- **Work instructions**
Rewrite the rows from the line containing "16L120 10L114 5L84" through the line containing "positive clicks: (56, 41)", both included, as a JSON list of strings with one string per line and blank lines left out.
◆ ◆ ◆ ◆ ◆ ◆ ◆
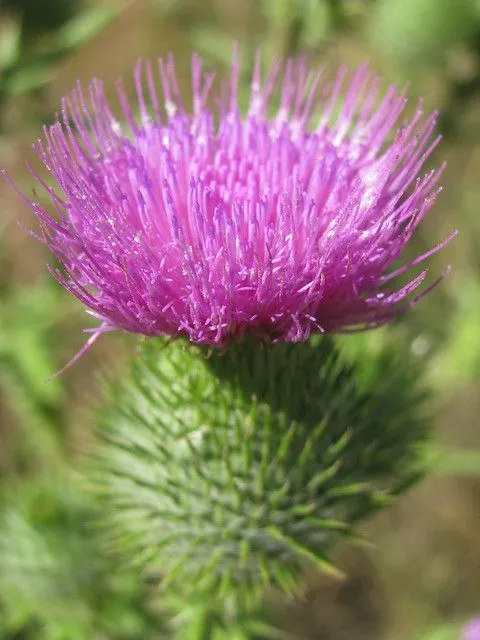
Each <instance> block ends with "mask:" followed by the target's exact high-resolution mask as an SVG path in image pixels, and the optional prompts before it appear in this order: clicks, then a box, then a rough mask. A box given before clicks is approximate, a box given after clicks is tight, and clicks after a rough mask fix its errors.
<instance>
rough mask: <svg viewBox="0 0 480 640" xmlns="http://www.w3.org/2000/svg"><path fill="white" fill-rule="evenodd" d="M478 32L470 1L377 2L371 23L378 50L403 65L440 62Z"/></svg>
mask: <svg viewBox="0 0 480 640" xmlns="http://www.w3.org/2000/svg"><path fill="white" fill-rule="evenodd" d="M475 29H476V19H475V11H474V7H473V3H472V2H471V0H378V2H377V3H376V5H375V7H374V9H373V12H372V16H371V20H370V22H369V34H370V37H371V40H372V42H373V43H374V45H376V47H377V49H378V50H379V51H380V52H381V53H382V54H386V55H388V56H391V57H392V58H394V59H395V60H396V61H397V62H400V63H404V64H408V63H411V62H415V63H416V64H418V63H420V64H425V63H428V62H434V63H438V62H441V61H442V60H443V59H444V56H445V54H446V52H447V51H448V49H449V48H451V47H452V46H454V45H456V44H458V43H459V42H462V41H464V40H465V39H466V38H468V37H470V36H471V35H472V34H473V33H474V31H475Z"/></svg>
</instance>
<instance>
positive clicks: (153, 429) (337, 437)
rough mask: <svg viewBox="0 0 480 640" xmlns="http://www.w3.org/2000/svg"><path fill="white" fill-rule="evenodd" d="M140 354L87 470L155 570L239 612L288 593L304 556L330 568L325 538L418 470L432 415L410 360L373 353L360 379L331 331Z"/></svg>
mask: <svg viewBox="0 0 480 640" xmlns="http://www.w3.org/2000/svg"><path fill="white" fill-rule="evenodd" d="M162 345H163V348H162ZM142 356H143V357H142V358H141V359H140V360H139V361H138V362H137V363H136V364H135V366H134V369H133V372H132V375H131V376H130V378H129V379H128V380H127V381H125V382H124V383H122V384H121V385H119V386H118V387H117V388H116V390H114V392H113V394H112V396H113V397H112V401H111V406H110V408H109V409H107V410H106V411H105V412H104V413H103V420H102V429H101V439H102V444H101V446H100V447H99V449H98V451H97V453H96V455H95V479H96V482H97V485H98V490H99V492H100V496H101V497H102V499H103V502H104V506H105V510H106V513H107V514H108V515H107V518H106V523H107V525H108V526H109V527H110V530H111V531H114V532H115V533H116V535H117V537H118V542H120V543H121V547H122V549H124V550H125V549H126V548H127V549H129V550H130V551H131V552H133V553H134V555H135V557H136V559H137V561H138V562H139V564H140V566H142V567H143V568H144V569H145V570H146V572H147V574H148V575H149V577H150V578H152V577H153V579H158V580H166V581H167V582H170V581H171V580H173V581H174V582H175V585H176V586H178V587H179V588H180V589H186V590H188V589H191V590H193V591H195V592H201V591H202V590H207V591H208V593H209V594H210V595H211V596H221V597H222V600H223V601H224V602H225V603H228V601H229V598H230V597H232V601H233V603H234V604H233V605H232V607H233V608H235V606H236V605H235V603H236V602H239V601H241V602H242V603H247V604H249V603H253V602H255V600H256V596H259V595H261V593H262V592H263V588H264V586H265V585H267V584H271V583H273V584H276V585H279V586H280V587H282V588H283V589H285V590H287V591H295V589H296V587H297V585H298V576H299V574H300V569H301V567H302V565H303V564H304V563H305V561H307V562H308V561H310V562H313V563H315V564H316V565H318V566H319V567H320V568H321V569H322V570H326V571H331V572H335V568H334V566H333V565H332V564H331V562H330V560H329V559H328V552H329V550H330V549H331V547H332V545H333V544H334V543H336V542H337V541H339V540H341V539H343V538H345V537H350V536H352V535H355V534H354V531H353V526H354V525H355V524H356V523H357V522H358V521H359V520H361V519H363V518H365V517H366V516H368V515H370V514H372V513H373V512H375V511H376V510H378V509H379V508H381V507H383V506H385V505H386V504H389V503H390V502H391V499H392V497H394V496H395V495H397V494H398V493H400V492H401V491H402V490H404V489H405V488H407V487H408V486H409V485H410V484H411V483H412V482H413V481H414V480H415V479H416V478H418V476H419V474H420V473H421V455H420V449H419V444H421V443H422V441H423V439H424V437H425V435H426V433H427V431H428V423H427V422H428V421H426V420H425V418H424V411H423V404H422V402H423V399H424V398H423V394H422V393H421V392H420V391H418V389H417V385H416V376H415V375H410V374H408V375H407V374H406V369H405V367H406V366H407V365H405V362H403V368H402V366H398V365H399V364H402V362H401V361H398V362H397V360H392V359H391V358H390V356H388V355H387V356H386V357H383V358H379V359H378V361H379V363H380V362H381V366H379V369H378V376H377V380H375V375H374V374H375V368H374V367H373V373H372V370H370V372H369V383H368V385H367V388H365V385H362V384H360V381H359V377H358V370H356V369H355V367H354V366H352V365H350V364H349V365H346V364H345V362H344V359H343V358H341V357H340V355H339V352H338V350H337V349H336V347H335V346H334V344H333V342H332V341H331V340H330V339H328V338H318V339H314V340H311V341H310V342H308V343H303V344H294V345H289V344H277V345H270V346H266V345H265V346H261V345H259V344H258V343H255V342H253V341H250V340H245V341H241V342H239V343H237V344H235V345H234V346H232V347H230V348H229V349H228V350H226V351H224V352H220V351H218V350H215V351H214V352H213V353H210V354H208V357H207V353H206V352H205V351H204V350H202V349H201V348H198V347H193V346H191V345H188V344H186V343H185V342H183V341H175V342H173V343H168V344H167V343H162V342H160V343H159V341H158V340H151V341H147V342H146V343H145V344H144V348H143V353H142ZM389 358H390V360H391V364H395V366H390V367H388V366H387V365H388V362H389ZM112 525H113V526H112ZM125 545H126V546H125Z"/></svg>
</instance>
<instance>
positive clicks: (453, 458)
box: [427, 445, 480, 476]
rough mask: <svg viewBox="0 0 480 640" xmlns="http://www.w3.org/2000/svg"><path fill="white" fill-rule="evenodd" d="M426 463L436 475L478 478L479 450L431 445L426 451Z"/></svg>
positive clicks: (430, 468)
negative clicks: (448, 447) (462, 476)
mask: <svg viewBox="0 0 480 640" xmlns="http://www.w3.org/2000/svg"><path fill="white" fill-rule="evenodd" d="M427 463H428V465H429V467H430V470H431V473H433V474H436V475H460V476H480V451H479V450H467V449H449V448H447V447H440V446H438V445H432V446H430V447H429V448H428V451H427Z"/></svg>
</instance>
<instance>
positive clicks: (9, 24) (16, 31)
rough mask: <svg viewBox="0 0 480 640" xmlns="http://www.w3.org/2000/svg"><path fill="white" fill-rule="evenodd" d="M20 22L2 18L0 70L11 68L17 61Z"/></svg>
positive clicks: (20, 37) (0, 51)
mask: <svg viewBox="0 0 480 640" xmlns="http://www.w3.org/2000/svg"><path fill="white" fill-rule="evenodd" d="M21 34H22V30H21V25H20V21H19V20H17V19H15V18H13V17H9V18H6V17H5V18H3V17H2V22H1V24H0V69H6V68H8V67H11V66H12V65H13V64H14V63H15V62H16V60H17V58H18V56H19V53H20V49H21V44H22V43H21Z"/></svg>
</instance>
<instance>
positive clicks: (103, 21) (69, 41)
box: [55, 5, 118, 50]
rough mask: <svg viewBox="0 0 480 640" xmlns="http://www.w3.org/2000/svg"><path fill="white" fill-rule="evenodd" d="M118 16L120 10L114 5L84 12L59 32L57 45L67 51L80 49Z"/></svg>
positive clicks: (56, 41)
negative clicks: (81, 46)
mask: <svg viewBox="0 0 480 640" xmlns="http://www.w3.org/2000/svg"><path fill="white" fill-rule="evenodd" d="M117 15H118V9H117V8H116V7H113V6H112V5H103V6H96V7H92V8H91V9H88V10H87V11H83V12H82V13H81V14H79V15H78V16H76V17H75V18H74V19H73V20H70V22H68V23H67V24H66V25H65V26H64V27H62V28H61V29H60V30H59V31H58V33H57V35H56V37H55V44H56V46H57V47H58V48H59V49H65V50H68V49H73V48H75V47H78V46H80V45H82V44H84V43H85V42H87V41H88V40H90V39H91V38H93V37H94V36H95V35H96V34H97V33H99V32H100V31H102V30H103V29H104V28H105V27H106V26H107V25H108V24H109V23H110V22H111V21H112V20H113V19H114V18H116V17H117Z"/></svg>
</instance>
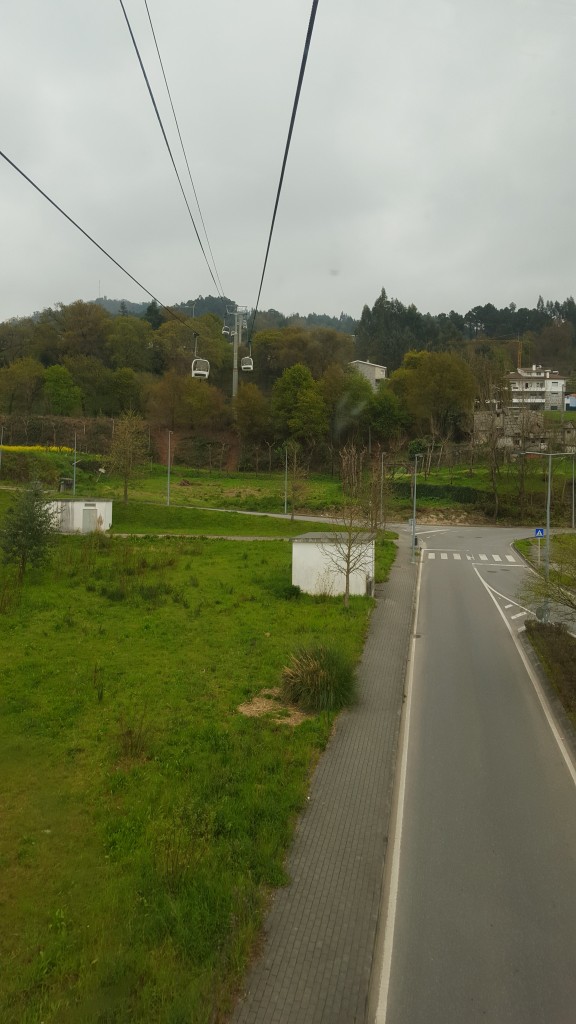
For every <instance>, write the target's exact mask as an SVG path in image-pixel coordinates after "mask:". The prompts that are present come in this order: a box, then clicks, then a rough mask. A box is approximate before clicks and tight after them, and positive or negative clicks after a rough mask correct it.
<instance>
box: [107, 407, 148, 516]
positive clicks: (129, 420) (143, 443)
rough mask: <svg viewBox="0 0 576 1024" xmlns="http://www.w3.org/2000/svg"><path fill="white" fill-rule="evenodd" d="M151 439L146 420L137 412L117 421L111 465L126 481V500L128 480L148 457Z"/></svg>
mask: <svg viewBox="0 0 576 1024" xmlns="http://www.w3.org/2000/svg"><path fill="white" fill-rule="evenodd" d="M148 450H149V439H148V430H147V428H146V424H145V421H143V420H142V418H141V417H140V416H136V414H135V413H132V412H129V413H124V414H123V415H122V416H121V417H120V419H118V420H117V421H116V423H115V427H114V434H113V437H112V443H111V445H110V456H109V465H110V468H111V469H112V470H113V472H116V473H119V474H120V476H121V477H122V479H123V481H124V501H125V502H127V501H128V481H129V479H130V477H131V476H132V475H133V473H134V471H135V469H136V468H137V466H140V465H141V464H142V463H143V462H146V459H147V458H148Z"/></svg>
◆ ◆ ◆ ◆ ◆ ◆ ◆
- **Response area**
[
  "rough mask: <svg viewBox=\"0 0 480 640\" xmlns=\"http://www.w3.org/2000/svg\"><path fill=\"white\" fill-rule=\"evenodd\" d=\"M118 16L120 10L114 5L84 12L59 32L57 45L67 51L80 49Z\"/></svg>",
  "positive clicks: (56, 41)"
]